— BEGIN QUOTED PASSAGE —

Question

A dog sits 2.6 m from the center of a merry- go-round. a) If the dog undergoes a 1.7 m/s^2 centripetal acceleration, what is the dog's linear speed? Answer in units of m/s. b) What is the angular speed of the merry-go- round? Answer in units of rad/s.

Answer 1

Answer:

a) v= 2.1 m/s

b) ω = 0.807 rad/s

Explanation

Conceptual analysis :

The dog and the merry-go- round describes a circular motion, then, the following formulas apply :

$a_{c} =\frac{v^{2} }{r}$ Formula (1)

v = ω *r   Formula (2)

Where:

$a_{c}$ : Centripetal acceleration(m/s²)

v: linear speed or tangential (m/s)

r :  radius of the circle (m)

— END QUOTED PASSAGE —
— BEGIN SUPPLIED RECORDS —

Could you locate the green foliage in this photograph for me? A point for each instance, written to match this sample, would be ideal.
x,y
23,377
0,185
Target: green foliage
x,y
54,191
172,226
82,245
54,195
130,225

— END SUPPLIED RECORDS —

SHORT EXERCISE 1
Reproduce the full listing above verbatim, line for line.
SHORT EXERCISE 2
Continue the merry-go-round solution from the point where it stops.

TASK RESULT 1
Could you locate the green foliage in this photograph for me? A point for each instance, written to match this sample, would be ideal.
x,y
23,377
0,185
Target: green foliage
x,y
54,191
172,226
82,245
54,195
130,225

TASK RESULT 2
ω : angular speed ( rad/s)

Data

r= 2.6 m

$a_{c}$ =  1.7 m/s²

Problem develpment

a) We replace data in the formula 1 to calculate the dog's linear speed(v):

$a_{c} =\frac{v^{2} }{r}$

$1.7 =\frac{v^{2} }{2.6}$

$v^{2} =1.7*2.6 = 4.42$

$v=(\sqrt{4.42})\frac{m}{s}$

v= 2.1 m/s

b)We replace data in the formula 2 to calculate the angular speed of the merry-go- round (ω).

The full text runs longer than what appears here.